• SHORT TASK
Copy every row below word for word, leaving out the pictures.

::::::::

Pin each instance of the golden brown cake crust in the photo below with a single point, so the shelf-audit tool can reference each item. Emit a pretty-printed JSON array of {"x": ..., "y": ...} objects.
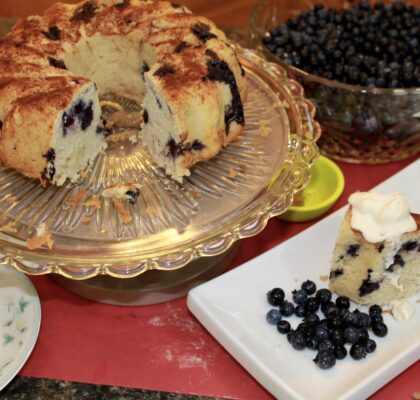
[
  {"x": 375, "y": 273},
  {"x": 35, "y": 80}
]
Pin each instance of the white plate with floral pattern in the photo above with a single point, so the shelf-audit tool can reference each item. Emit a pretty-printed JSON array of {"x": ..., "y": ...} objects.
[{"x": 20, "y": 319}]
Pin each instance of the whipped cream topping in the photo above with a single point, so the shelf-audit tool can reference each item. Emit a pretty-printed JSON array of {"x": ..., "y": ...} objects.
[
  {"x": 402, "y": 310},
  {"x": 381, "y": 217}
]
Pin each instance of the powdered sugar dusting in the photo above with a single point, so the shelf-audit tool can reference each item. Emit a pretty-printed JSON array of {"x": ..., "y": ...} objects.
[
  {"x": 175, "y": 317},
  {"x": 197, "y": 353},
  {"x": 191, "y": 361}
]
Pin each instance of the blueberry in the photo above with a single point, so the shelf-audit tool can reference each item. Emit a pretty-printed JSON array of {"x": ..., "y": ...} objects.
[
  {"x": 311, "y": 305},
  {"x": 287, "y": 308},
  {"x": 342, "y": 302},
  {"x": 370, "y": 345},
  {"x": 300, "y": 311},
  {"x": 329, "y": 307},
  {"x": 376, "y": 318},
  {"x": 298, "y": 340},
  {"x": 363, "y": 334},
  {"x": 309, "y": 287},
  {"x": 132, "y": 195},
  {"x": 86, "y": 116},
  {"x": 340, "y": 352},
  {"x": 336, "y": 337},
  {"x": 323, "y": 295},
  {"x": 299, "y": 296},
  {"x": 283, "y": 326},
  {"x": 275, "y": 296},
  {"x": 326, "y": 345},
  {"x": 290, "y": 335},
  {"x": 375, "y": 309},
  {"x": 322, "y": 333},
  {"x": 67, "y": 121},
  {"x": 325, "y": 359},
  {"x": 363, "y": 320},
  {"x": 334, "y": 322},
  {"x": 311, "y": 319},
  {"x": 380, "y": 329},
  {"x": 351, "y": 334},
  {"x": 357, "y": 351},
  {"x": 273, "y": 316}
]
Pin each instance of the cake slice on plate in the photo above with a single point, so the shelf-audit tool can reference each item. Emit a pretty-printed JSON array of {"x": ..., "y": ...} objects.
[{"x": 376, "y": 259}]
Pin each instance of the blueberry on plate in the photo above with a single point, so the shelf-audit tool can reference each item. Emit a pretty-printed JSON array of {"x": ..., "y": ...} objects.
[
  {"x": 357, "y": 351},
  {"x": 325, "y": 359},
  {"x": 275, "y": 296},
  {"x": 309, "y": 287},
  {"x": 287, "y": 308},
  {"x": 299, "y": 296},
  {"x": 380, "y": 329},
  {"x": 283, "y": 327},
  {"x": 273, "y": 316}
]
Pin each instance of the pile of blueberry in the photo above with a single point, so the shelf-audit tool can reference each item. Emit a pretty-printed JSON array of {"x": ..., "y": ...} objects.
[
  {"x": 328, "y": 335},
  {"x": 375, "y": 45}
]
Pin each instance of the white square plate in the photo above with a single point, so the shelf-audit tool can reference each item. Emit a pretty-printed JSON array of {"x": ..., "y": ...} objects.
[{"x": 233, "y": 307}]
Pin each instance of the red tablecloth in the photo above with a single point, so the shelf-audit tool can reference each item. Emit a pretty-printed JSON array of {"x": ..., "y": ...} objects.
[{"x": 163, "y": 347}]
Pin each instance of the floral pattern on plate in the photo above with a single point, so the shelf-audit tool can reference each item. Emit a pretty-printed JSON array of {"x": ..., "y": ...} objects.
[{"x": 20, "y": 316}]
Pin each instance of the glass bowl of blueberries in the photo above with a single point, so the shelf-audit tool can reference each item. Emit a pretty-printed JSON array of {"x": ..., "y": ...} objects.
[{"x": 359, "y": 63}]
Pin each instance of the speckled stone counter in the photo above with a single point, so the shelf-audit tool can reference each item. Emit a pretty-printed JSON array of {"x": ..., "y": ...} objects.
[{"x": 24, "y": 388}]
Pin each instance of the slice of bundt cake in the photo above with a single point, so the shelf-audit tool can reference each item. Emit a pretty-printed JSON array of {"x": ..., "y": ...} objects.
[
  {"x": 59, "y": 125},
  {"x": 188, "y": 78},
  {"x": 376, "y": 258}
]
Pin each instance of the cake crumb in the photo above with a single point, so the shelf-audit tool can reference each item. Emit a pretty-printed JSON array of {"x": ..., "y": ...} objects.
[
  {"x": 93, "y": 202},
  {"x": 75, "y": 198},
  {"x": 122, "y": 119},
  {"x": 11, "y": 200},
  {"x": 8, "y": 228},
  {"x": 86, "y": 219},
  {"x": 43, "y": 237},
  {"x": 194, "y": 193},
  {"x": 233, "y": 172},
  {"x": 129, "y": 134},
  {"x": 122, "y": 212},
  {"x": 124, "y": 191},
  {"x": 265, "y": 131}
]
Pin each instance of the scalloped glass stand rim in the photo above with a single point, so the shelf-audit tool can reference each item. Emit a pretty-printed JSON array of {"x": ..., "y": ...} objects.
[{"x": 224, "y": 200}]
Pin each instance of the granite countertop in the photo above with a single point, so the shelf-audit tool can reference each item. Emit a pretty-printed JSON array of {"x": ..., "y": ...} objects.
[{"x": 26, "y": 388}]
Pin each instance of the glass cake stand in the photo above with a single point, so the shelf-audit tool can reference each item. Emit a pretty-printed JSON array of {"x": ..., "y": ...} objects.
[{"x": 188, "y": 227}]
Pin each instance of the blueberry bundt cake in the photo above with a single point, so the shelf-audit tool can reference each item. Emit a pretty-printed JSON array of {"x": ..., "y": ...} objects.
[
  {"x": 376, "y": 259},
  {"x": 54, "y": 67}
]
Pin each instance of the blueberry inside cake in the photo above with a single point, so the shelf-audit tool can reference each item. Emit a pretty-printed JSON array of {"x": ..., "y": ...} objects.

::::::::

• EXERCISE RESULT
Pin each instance of the golden brown cake crust in the photo below with a single point, so the shelf-audit tool can reference each item. Emit a pretty-printed JSON array of {"x": ..., "y": ...} objects.
[
  {"x": 375, "y": 273},
  {"x": 35, "y": 80}
]
Pin each instance of the white plate with floral pattern in the photo above with a single point, so the shelf-audit tool can reference each item. Emit a pretty-printed JSON array of {"x": ..., "y": ...} objects.
[{"x": 20, "y": 319}]
Pin each instance of the whipped cream topping in the photo above with a single point, so the shelf-audit tool can reference each item. Emit a pretty-printed JSON array of {"x": ..., "y": ...} objects.
[
  {"x": 402, "y": 310},
  {"x": 381, "y": 217}
]
Pin each instance of the powdered sugar dusting in the photo above with a single point, so the shelf-audit tool can reference each item. Emit a pretty-printed JSON array of {"x": ..., "y": ...} objects.
[
  {"x": 175, "y": 317},
  {"x": 197, "y": 353},
  {"x": 191, "y": 361}
]
Pin each instance of the blueberry in the photo above with a single point, so the shelf-audit tool can reference each item. Emit a pretty-printed JSON array of {"x": ..., "y": ...} objects.
[
  {"x": 311, "y": 305},
  {"x": 287, "y": 308},
  {"x": 342, "y": 302},
  {"x": 370, "y": 345},
  {"x": 300, "y": 311},
  {"x": 329, "y": 307},
  {"x": 376, "y": 318},
  {"x": 298, "y": 340},
  {"x": 363, "y": 334},
  {"x": 309, "y": 287},
  {"x": 132, "y": 195},
  {"x": 86, "y": 116},
  {"x": 340, "y": 352},
  {"x": 336, "y": 337},
  {"x": 323, "y": 295},
  {"x": 299, "y": 296},
  {"x": 283, "y": 326},
  {"x": 275, "y": 296},
  {"x": 326, "y": 345},
  {"x": 290, "y": 335},
  {"x": 375, "y": 309},
  {"x": 322, "y": 333},
  {"x": 67, "y": 121},
  {"x": 325, "y": 359},
  {"x": 363, "y": 320},
  {"x": 334, "y": 322},
  {"x": 311, "y": 319},
  {"x": 380, "y": 329},
  {"x": 351, "y": 334},
  {"x": 357, "y": 351},
  {"x": 273, "y": 316}
]
Pin each instance of the cake slice on plate in the photo above with a single point, so the shelf-audit tool can reference each item. Emit a pretty-printed JSON array of {"x": ..., "y": ...} objects.
[{"x": 376, "y": 259}]
Pin each instance of the blueberry on plate in the photo above with a single point, so the shelf-audit tool can reference each item. Emit a pretty-printed JSON array of {"x": ..., "y": ...} objects.
[
  {"x": 357, "y": 351},
  {"x": 325, "y": 359},
  {"x": 275, "y": 296},
  {"x": 309, "y": 287},
  {"x": 287, "y": 308},
  {"x": 299, "y": 296},
  {"x": 380, "y": 329},
  {"x": 283, "y": 327},
  {"x": 273, "y": 316}
]
Pin each instance of the pile of blueberry in the photo above with a single point, so the shelf-audit tool can reference each item. Emit a pretty-printed JSON array of {"x": ..., "y": ...} objects.
[
  {"x": 328, "y": 335},
  {"x": 375, "y": 45}
]
Pin each instance of the white square plate in the photo above with a single point, so the shelf-audit tool can reference each item. Emit a pretty-printed JSON array of {"x": ..., "y": ...} objects.
[{"x": 233, "y": 307}]
Pin each instance of the red tablecloth in the photo above with a single point, so the shelf-audit tool can reference each item. Emit a pretty-printed JSON array of {"x": ..., "y": ...} objects.
[{"x": 163, "y": 347}]
Pin each instance of the floral pattern on plate in the photo above with a single point, so the shelf-audit tool can reference each item. Emit a pretty-printed JSON array of {"x": ..., "y": ...} objects.
[{"x": 20, "y": 316}]
Pin each instance of the glass bowl of blueberries in the photo above with a single point, so the shelf-audit tool can reference each item. Emit a pretty-printed JSON array of {"x": ..., "y": ...} objects.
[{"x": 359, "y": 63}]
Pin each instance of the speckled stone counter in the photo above with a single point, so the shelf-audit tool can reference each item. Emit a pretty-printed JSON array of {"x": ..., "y": ...} objects.
[{"x": 24, "y": 388}]
Pin each instance of the slice of bundt cake in the photo above with a single point, so the shelf-audit tool can reference each item. Emit a pretty-printed JSON array of {"x": ..., "y": ...} objects.
[
  {"x": 59, "y": 125},
  {"x": 188, "y": 78},
  {"x": 376, "y": 258}
]
Pin each instance of the cake crumb in the photo above with a single point, so the shelf-audit tool can reference each item. Emit a pretty-printed JSON array of {"x": ..., "y": ...} objects.
[
  {"x": 93, "y": 202},
  {"x": 75, "y": 198},
  {"x": 122, "y": 119},
  {"x": 11, "y": 200},
  {"x": 8, "y": 228},
  {"x": 86, "y": 219},
  {"x": 43, "y": 237},
  {"x": 194, "y": 193},
  {"x": 233, "y": 172},
  {"x": 129, "y": 134},
  {"x": 122, "y": 212},
  {"x": 124, "y": 191},
  {"x": 265, "y": 131}
]
Pin each instance of the scalloped glass stand rim in the photo above with a single point, so the shelf-audit tool can reference each item. Emit a pretty-printed JSON array of {"x": ..., "y": ...} objects.
[{"x": 224, "y": 200}]
Pin each instance of the granite countertop in the photo above with a single point, so the shelf-audit tool can reference each item. Emit a pretty-printed JSON array of {"x": ..., "y": ...} objects.
[{"x": 26, "y": 388}]
Pin each instance of the glass cake stand in the photo above with a single point, so the shelf-audit tool can reference each item. Emit a pretty-printed JSON array of {"x": ..., "y": ...} objects.
[{"x": 188, "y": 227}]
Pin each instance of the blueberry bundt cake in the photo above with a single point, so the shelf-audit tool can reference each item. Emit a pretty-printed JSON array of {"x": ..., "y": ...} objects.
[
  {"x": 376, "y": 259},
  {"x": 54, "y": 67}
]
Pin each instance of the blueberry inside cake in the photo above with a single point, so the shelf-audit tool can reference each item. Emit a pretty-printed JSON array of {"x": ..., "y": ...} objects.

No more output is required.